Nous devrons naturellement attendre les simulations – nous en sommes dépendants – de ce que proposera le Gouvernement afin d’ajuster les dispositifs.
Lorsque nous entrerons dans le détail, mes chers collègues, il faudra cependant nous rappeler que nous avions choisi, lors de l’examen de la réforme de la taxe professionnelle, de répartir le produit de la cotisation sur la valeur ajoutée des entreprises entre les départements en fonction d’un système dit macroéconomique, c’est-à-dire en fonction des charges réelles des départements. Vous vous souvenez sans doute du « quatre-quarts » que j’avais proposé à la Haute Assemblée et que nos collègues députés ont préféré remplacer par la répartition microéconomique, qui convenait fort bien, en revanche, pour le bloc communal.
J’évoquerai ensuite un point de votre propos, madame le ministre, à savoir le Fonds de péréquation départemental des droits d’enregistrement, qui a été créé sur l’initiative de l’un de nos collègues députés lors de la discussion budgétaire.
Nous souhaitons que ce fonds entre effectivement en action et que les premiers prélèvements et reversements aient lieu dès l’année 2011. D’ailleurs, la conjoncture s’y prête en raison de la reprise du marché immobilier. En outre, si l’on peut travailler sur des flux en croissance, la péréquation en sera facilitée.
Comme pour tous les dispositifs de péréquation, nous devrons veiller à son équilibre en évitant, par exemple, les effets pervers où seuls quelques départements seraient contributeurs. En effet, en ce domaine, la péréquation est à la fois intra-départementale et interdépartementale. N’oublions pas non plus que les DMTO sont, par nature, une ressource volatile. Il nous faudra donc travailler ensemble et faire preuve de technicité et d’imagination afin que ces dispositifs soient opérationnels dès l’année 2011.

• **Détails de la tâche**
Reprenez le discours sur la péréquation entre départements juste après sa dernière phrase. Le matériel ci-après ne sert à rien ici.

(Éléments du jeu de données)

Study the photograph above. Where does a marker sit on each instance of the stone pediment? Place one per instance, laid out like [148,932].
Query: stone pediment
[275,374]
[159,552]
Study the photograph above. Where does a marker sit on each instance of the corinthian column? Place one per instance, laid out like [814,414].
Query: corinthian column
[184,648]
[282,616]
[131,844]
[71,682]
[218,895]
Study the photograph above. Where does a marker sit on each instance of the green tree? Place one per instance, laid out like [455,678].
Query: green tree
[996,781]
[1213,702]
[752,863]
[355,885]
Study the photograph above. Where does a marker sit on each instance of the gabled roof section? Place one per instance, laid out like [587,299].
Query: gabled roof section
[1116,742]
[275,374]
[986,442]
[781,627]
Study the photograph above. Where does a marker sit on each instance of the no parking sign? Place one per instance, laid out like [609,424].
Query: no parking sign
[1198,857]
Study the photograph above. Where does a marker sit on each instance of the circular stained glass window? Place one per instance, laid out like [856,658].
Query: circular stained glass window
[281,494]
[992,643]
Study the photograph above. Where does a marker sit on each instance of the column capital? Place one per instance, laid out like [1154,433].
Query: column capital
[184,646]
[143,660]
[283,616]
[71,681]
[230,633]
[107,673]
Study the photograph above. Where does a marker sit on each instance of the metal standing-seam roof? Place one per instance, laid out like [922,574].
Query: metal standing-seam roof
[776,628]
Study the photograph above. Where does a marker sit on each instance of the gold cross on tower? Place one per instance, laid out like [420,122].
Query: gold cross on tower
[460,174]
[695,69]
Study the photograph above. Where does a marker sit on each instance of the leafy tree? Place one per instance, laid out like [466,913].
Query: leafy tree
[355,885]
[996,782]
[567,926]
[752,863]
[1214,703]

• **Réponse attendue**
Évoquant les départements, je ne peux passer sous silence leurs difficultés spécifiques.
On ne saurait attendre de la péréquation qu’elle règle la question fondamentale de la couverture des dépenses sociales, plus particulièrement la compensation des trois principales prestations qui pèsent sur les budgets départementaux : le revenu de solidarité active, la prestation de compensation du handicap et l’allocation personnalisée d’autonomie.
Nous le savons bien, il peut exister, au moins pour certaines collectivités, un problème structurel. Il doit être traité, mais en tenant compte de la diversité des situations et des modes de gestion. Reste qu’il est difficile d’avancer sur ce terrain avant de connaître la teneur du projet de loi sur le cinquième risque, que nous appelons depuis déjà un certain temps de nos vœux, et qui sera le prochain grand chantier après la réforme des retraites.
J’en viens aux communes et aux intercommunalités.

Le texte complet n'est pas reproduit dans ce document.